The company reported an adjusted EPS of $1.16, falling short of the analyst estimate of $1.65. Revenue also decreased, coming in at $596.46 million against the consensus estimate of $601.73 million. This represents a 17% decline from the previous year's revenue of $717.45 million.

Chief Executive Officer Kristin Dolan commented on the quarter's outcome, highlighting the company's strategic focus and the impact of new technologies on media consumption. "In the first quarter, we continued to execute on our strategic priorities, including the ongoing delivery of healthy free cash flow," Dolan said. She also mentioned the company's efforts to adapt to consumer-driven changes in the industry and the strengthening of AMC Networks' balance sheet through financing transactions.

The first quarter saw a 6% decrease in net revenues when excluding nonrecurring revenues related to Silo and 25/7 Media. Streaming revenues, however, saw a modest increase of 3% from the prior year, driven by subscriber growth and price increases. The number of streaming subscribers rose to 11.5 million, a 2% increase from 11.2 million as of March 31, 2023.

Domestic Operations revenue decreased by 14%, with subscription revenues declining due to a drop in linear subscribers, partly offset by growth in streaming revenue. Advertising revenues also fell by 13% due to linear ratings declines and a challenging ad market, despite growth in digital and advanced advertising revenue. International revenues saw a 30% decrease, primarily due to the sale of the company's interest in 25/7 Media and the non-renewal of an AMCNI distribution agreement in the U.K.

• [EXERCISE SET]:
1 > Using the AMC Networks earnings excerpt, answer these questions:
(a) What adjusted EPS did the company report?
(b) How many streaming subscribers did the company have at the end of the first quarter?
(c) By what percentage did International revenues decrease?
2 > From the AMC Networks earnings excerpt, extract the passage from "Chief Executive Officer" to "March 31, 2023.", copying it word for word.

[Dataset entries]
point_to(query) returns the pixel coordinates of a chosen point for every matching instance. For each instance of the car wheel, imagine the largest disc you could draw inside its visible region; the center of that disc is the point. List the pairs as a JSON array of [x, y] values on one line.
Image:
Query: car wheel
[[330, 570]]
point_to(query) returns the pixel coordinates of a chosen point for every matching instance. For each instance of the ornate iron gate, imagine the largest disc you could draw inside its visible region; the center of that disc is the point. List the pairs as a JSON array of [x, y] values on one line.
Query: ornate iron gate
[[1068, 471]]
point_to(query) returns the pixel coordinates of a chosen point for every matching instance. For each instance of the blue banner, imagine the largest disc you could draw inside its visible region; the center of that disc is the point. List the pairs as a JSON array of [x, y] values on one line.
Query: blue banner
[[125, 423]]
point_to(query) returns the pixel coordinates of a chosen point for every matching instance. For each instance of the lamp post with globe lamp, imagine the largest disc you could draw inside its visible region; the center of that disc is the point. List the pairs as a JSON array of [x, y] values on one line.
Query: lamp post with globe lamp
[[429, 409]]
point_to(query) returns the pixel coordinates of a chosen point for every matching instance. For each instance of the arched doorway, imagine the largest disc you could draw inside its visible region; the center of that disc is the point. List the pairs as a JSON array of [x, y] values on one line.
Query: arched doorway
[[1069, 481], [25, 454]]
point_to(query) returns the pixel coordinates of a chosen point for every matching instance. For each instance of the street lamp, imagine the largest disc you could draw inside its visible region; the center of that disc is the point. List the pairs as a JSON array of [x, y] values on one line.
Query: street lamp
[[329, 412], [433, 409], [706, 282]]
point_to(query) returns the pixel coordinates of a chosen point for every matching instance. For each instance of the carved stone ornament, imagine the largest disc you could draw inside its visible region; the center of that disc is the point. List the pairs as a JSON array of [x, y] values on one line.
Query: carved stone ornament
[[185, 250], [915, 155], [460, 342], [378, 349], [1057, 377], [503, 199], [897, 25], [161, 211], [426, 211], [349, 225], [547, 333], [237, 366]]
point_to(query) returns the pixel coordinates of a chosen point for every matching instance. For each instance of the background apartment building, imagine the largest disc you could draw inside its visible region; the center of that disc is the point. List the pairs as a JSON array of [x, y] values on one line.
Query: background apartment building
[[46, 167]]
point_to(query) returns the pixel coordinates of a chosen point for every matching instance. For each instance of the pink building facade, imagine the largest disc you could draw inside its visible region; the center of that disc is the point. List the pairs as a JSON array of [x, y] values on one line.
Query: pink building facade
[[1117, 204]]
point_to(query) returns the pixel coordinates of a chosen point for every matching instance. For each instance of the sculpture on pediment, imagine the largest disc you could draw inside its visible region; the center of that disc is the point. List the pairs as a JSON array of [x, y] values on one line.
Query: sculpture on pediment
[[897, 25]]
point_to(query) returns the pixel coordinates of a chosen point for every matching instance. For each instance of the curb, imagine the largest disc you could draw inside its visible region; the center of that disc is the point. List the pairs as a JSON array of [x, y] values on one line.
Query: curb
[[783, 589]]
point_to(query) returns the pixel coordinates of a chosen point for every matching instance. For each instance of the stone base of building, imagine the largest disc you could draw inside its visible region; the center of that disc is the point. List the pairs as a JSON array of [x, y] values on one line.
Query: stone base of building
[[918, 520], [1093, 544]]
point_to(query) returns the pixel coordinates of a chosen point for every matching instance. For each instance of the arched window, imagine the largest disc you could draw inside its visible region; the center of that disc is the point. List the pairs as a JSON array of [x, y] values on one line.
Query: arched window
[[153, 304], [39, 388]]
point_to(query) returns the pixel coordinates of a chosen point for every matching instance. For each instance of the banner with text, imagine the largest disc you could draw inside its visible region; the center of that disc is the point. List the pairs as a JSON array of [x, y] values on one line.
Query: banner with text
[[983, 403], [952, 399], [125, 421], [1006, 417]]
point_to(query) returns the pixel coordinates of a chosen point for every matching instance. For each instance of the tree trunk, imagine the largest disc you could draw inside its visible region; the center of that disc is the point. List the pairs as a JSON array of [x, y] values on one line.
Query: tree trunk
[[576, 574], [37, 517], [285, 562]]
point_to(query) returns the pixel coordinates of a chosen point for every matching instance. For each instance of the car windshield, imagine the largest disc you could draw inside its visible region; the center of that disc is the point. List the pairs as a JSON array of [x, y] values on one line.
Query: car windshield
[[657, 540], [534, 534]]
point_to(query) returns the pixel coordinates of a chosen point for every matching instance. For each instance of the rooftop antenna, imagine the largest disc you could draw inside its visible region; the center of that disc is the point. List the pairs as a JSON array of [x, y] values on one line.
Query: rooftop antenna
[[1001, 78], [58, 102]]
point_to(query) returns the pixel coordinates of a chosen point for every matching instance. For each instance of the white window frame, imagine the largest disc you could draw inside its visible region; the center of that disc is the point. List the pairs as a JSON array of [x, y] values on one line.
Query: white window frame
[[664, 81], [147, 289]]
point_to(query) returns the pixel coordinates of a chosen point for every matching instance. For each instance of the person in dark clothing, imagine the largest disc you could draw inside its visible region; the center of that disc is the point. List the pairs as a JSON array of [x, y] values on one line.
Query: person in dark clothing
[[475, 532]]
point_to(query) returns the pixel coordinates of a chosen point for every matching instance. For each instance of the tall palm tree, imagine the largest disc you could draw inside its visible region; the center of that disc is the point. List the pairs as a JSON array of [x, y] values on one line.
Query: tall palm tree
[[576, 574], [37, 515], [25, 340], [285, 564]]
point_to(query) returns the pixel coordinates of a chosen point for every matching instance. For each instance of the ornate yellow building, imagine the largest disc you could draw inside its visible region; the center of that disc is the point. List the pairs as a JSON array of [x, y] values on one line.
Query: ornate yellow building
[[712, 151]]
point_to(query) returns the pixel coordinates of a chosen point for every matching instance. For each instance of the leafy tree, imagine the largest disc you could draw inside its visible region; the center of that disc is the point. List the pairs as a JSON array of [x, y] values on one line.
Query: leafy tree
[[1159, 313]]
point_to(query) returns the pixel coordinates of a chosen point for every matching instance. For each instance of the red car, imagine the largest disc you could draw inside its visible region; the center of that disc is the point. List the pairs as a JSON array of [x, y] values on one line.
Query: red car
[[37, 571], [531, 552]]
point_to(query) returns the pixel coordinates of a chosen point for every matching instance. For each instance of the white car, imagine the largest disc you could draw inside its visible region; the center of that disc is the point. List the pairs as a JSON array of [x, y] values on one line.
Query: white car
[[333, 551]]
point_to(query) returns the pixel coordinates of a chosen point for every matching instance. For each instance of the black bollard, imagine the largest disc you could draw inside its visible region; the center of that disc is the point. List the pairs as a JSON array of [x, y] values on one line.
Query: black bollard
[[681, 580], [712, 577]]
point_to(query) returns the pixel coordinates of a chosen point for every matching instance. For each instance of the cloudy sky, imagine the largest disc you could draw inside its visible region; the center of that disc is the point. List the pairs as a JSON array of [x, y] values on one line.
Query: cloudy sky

• [ANSWERS TO THE TASKS]:
1 >
(a) $1.16
(b) 11.5 million
(c) 30%

2 >
Chief Executive Officer Kristin Dolan commented on the quarter's outcome, highlighting the company's strategic focus and the impact of new technologies on media consumption. "In the first quarter, we continued to execute on our strategic priorities, including the ongoing delivery of healthy free cash flow," Dolan said. She also mentioned the company's efforts to adapt to consumer-driven changes in the industry and the strengthening of AMC Networks' balance sheet through financing transactions.

The first quarter saw a 6% decrease in net revenues when excluding nonrecurring revenues related to Silo and 25/7 Media. Streaming revenues, however, saw a modest increase of 3% from the prior year, driven by subscriber growth and price increases. The number of streaming subscribers rose to 11.5 million, a 2% increase from 11.2 million as of March 31, 2023.